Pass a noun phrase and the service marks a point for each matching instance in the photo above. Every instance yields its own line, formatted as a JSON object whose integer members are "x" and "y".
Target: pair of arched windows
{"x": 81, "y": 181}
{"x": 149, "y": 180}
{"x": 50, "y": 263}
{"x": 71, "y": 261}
= = = = = = =
▶ [WHAT TO PRODUCE]:
Above are the records; retype them all without a single difference.

▶ [YOUR SOLUTION]:
Pass a noun phrase and the service marks a point for each matching instance in the photo above. Every instance yields its own line, formatted as a JSON object whose integer members are "x" and "y".
Target: pair of arched windows
{"x": 81, "y": 181}
{"x": 149, "y": 180}
{"x": 50, "y": 263}
{"x": 71, "y": 261}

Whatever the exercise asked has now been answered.